Give again exactly, and only, the lines between the line holding "the pink flower" and the end of the listing, both boundary lines included.

> [Supplied data]
++++++++++++++++++++

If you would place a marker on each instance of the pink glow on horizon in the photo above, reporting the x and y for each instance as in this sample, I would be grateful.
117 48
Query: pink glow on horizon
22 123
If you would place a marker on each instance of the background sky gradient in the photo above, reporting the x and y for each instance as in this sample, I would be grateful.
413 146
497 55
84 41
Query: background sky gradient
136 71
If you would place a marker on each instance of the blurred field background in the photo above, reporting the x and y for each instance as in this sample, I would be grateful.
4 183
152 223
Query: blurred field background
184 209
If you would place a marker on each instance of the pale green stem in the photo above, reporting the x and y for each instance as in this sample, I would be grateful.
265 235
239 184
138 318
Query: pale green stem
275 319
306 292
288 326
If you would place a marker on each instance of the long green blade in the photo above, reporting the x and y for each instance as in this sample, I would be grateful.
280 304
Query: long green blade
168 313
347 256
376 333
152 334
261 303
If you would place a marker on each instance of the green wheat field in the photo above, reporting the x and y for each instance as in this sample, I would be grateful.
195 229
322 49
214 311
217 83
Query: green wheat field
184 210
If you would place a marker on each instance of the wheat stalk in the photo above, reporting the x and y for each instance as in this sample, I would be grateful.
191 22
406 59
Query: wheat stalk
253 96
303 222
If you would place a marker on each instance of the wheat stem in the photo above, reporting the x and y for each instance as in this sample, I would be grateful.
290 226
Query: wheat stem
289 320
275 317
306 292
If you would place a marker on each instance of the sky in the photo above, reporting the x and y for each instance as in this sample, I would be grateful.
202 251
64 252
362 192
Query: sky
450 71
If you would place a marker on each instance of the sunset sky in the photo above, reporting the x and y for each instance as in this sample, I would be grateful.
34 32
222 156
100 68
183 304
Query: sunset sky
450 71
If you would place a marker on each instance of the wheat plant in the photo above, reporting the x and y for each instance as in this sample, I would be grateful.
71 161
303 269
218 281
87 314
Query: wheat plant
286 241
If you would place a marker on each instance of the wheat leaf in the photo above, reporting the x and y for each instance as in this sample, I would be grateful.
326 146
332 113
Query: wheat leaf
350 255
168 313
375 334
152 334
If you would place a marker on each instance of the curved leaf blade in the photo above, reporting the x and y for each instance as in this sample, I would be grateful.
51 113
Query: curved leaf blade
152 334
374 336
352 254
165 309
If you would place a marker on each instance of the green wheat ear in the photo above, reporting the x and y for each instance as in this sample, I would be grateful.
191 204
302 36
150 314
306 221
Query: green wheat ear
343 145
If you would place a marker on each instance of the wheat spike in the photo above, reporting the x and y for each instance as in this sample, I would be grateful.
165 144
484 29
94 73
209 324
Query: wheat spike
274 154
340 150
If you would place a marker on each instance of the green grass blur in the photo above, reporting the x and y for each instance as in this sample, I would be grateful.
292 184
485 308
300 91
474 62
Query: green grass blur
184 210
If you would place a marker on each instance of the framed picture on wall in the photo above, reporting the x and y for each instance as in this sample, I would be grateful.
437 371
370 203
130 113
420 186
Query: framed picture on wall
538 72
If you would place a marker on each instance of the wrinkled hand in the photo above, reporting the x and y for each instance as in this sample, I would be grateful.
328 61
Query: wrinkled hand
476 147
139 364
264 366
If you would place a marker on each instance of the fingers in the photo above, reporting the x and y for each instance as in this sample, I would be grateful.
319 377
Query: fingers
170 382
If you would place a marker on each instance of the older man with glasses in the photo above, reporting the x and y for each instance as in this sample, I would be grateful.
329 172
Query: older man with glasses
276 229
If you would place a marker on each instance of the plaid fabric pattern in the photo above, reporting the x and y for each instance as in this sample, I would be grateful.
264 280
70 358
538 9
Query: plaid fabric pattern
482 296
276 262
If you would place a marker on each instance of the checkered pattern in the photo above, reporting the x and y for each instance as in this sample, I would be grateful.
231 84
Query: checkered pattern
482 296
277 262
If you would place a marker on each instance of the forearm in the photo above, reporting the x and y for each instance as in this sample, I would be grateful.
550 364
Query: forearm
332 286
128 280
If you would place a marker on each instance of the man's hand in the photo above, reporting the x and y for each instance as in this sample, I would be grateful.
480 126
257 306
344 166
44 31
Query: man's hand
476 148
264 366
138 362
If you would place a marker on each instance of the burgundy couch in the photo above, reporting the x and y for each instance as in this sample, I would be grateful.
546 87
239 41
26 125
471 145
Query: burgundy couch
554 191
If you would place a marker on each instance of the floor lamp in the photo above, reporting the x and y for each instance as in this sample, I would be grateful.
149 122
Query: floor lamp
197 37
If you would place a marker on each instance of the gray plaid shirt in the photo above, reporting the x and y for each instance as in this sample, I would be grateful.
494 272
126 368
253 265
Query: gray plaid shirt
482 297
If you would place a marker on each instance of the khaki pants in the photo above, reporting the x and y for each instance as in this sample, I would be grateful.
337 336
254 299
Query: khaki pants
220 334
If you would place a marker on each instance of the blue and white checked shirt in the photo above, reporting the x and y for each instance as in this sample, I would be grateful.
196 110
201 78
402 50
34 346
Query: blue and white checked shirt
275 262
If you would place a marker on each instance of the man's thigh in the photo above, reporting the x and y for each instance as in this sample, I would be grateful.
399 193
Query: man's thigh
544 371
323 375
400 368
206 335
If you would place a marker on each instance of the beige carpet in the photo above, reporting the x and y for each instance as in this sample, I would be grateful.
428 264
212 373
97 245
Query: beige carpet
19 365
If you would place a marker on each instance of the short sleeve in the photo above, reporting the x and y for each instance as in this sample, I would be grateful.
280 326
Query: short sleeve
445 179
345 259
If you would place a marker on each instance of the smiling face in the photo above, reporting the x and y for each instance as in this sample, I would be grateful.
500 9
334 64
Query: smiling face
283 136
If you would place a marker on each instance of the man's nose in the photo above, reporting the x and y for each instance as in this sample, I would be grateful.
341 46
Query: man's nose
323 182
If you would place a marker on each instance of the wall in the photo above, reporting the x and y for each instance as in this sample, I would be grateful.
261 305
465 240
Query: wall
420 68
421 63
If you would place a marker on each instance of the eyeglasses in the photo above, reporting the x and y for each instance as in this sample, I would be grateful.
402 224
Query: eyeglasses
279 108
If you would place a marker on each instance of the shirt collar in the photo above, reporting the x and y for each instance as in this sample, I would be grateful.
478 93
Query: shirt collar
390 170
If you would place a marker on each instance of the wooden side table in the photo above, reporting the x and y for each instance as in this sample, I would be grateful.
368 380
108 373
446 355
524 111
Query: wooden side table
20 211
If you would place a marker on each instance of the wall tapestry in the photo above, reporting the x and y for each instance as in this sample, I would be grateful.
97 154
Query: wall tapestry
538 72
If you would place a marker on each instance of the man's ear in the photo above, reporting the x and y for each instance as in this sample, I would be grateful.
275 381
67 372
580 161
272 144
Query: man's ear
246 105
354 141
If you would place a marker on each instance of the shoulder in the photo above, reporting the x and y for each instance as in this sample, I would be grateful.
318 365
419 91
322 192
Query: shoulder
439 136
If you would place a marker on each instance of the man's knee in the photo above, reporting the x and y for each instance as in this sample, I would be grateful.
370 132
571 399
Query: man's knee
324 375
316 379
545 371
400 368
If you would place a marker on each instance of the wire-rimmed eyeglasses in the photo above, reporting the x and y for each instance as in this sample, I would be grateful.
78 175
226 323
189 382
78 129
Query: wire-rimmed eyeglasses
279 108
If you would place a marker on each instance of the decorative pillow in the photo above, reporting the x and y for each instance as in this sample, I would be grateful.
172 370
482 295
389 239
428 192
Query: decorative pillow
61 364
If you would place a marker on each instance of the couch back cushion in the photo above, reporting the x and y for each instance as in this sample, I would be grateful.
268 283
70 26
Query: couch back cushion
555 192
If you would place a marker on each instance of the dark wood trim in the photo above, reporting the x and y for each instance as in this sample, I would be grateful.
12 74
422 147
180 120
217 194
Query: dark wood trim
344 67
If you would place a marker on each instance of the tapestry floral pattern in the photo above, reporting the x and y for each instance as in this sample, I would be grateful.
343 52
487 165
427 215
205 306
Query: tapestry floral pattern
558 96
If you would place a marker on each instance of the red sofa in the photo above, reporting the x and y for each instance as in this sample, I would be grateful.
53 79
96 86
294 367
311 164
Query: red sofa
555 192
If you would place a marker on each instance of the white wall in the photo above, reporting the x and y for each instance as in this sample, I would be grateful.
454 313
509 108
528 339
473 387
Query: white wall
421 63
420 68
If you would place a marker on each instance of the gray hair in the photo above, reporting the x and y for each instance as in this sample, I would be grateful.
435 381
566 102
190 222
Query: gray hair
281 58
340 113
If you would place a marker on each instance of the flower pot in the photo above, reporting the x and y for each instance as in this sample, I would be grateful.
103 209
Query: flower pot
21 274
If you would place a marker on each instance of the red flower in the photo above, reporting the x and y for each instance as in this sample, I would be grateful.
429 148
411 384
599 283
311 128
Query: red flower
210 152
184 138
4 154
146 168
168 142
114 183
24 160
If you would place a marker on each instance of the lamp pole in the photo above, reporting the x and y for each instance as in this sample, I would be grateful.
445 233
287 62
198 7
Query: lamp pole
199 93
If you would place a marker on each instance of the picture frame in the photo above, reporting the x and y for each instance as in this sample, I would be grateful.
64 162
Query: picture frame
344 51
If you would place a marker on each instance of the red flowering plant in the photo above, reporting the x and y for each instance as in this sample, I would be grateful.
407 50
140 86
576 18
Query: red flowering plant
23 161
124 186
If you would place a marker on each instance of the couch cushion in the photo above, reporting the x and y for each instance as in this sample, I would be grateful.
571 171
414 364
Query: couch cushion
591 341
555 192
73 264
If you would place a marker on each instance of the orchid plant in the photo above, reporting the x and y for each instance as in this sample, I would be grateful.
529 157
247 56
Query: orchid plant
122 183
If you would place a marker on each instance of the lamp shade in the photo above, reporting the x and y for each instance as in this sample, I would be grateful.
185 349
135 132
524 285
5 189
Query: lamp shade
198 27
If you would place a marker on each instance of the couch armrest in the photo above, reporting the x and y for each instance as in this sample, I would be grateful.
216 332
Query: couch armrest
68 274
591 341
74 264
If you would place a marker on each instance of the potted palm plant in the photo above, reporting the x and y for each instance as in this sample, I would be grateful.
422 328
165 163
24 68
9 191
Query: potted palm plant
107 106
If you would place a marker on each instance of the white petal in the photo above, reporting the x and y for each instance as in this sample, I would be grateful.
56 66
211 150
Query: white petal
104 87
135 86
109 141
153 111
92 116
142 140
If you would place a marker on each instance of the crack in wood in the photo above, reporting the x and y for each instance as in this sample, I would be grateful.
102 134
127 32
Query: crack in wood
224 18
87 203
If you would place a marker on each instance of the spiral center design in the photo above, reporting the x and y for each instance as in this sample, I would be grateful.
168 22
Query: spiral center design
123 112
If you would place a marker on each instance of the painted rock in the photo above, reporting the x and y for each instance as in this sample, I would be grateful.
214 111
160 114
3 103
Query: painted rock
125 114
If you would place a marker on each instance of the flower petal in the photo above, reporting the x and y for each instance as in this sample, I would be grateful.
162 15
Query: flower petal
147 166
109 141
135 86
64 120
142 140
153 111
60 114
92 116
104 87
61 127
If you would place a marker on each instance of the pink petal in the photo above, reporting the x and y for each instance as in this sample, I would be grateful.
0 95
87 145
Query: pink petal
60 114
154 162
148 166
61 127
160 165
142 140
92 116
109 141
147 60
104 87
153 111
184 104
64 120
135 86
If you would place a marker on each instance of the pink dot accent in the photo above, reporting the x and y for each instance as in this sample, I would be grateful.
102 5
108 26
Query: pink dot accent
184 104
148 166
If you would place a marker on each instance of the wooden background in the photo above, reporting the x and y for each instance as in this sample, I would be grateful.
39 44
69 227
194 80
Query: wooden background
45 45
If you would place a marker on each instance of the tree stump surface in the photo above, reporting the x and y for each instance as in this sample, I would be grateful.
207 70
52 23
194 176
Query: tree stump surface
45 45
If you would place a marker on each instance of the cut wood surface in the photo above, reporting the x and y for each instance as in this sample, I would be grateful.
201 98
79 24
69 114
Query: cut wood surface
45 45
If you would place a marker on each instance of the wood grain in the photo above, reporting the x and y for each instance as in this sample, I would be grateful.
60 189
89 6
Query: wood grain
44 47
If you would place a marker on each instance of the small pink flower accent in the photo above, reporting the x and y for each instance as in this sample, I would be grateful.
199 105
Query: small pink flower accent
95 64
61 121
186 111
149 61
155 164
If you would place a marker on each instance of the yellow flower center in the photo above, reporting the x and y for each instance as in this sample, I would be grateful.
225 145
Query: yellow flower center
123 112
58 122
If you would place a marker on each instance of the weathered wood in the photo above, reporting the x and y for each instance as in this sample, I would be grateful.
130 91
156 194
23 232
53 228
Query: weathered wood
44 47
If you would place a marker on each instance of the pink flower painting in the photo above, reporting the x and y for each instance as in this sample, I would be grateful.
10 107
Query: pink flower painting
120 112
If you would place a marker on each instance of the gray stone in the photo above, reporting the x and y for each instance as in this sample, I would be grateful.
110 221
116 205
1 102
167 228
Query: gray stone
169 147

++++++++++++++++++++

> [Exercise solution]
If you would place a marker on each instance of the pink flower painting in the photo above, reporting the x and y for each instance as in this sample, I would be grateful.
10 107
Query: pink flower painting
120 112
If you would place a marker on each instance of the gray stone in the photo above, reporting the x and y for each instance as in this sample, I would be grateful.
110 221
116 205
1 102
167 228
Query: gray stone
169 147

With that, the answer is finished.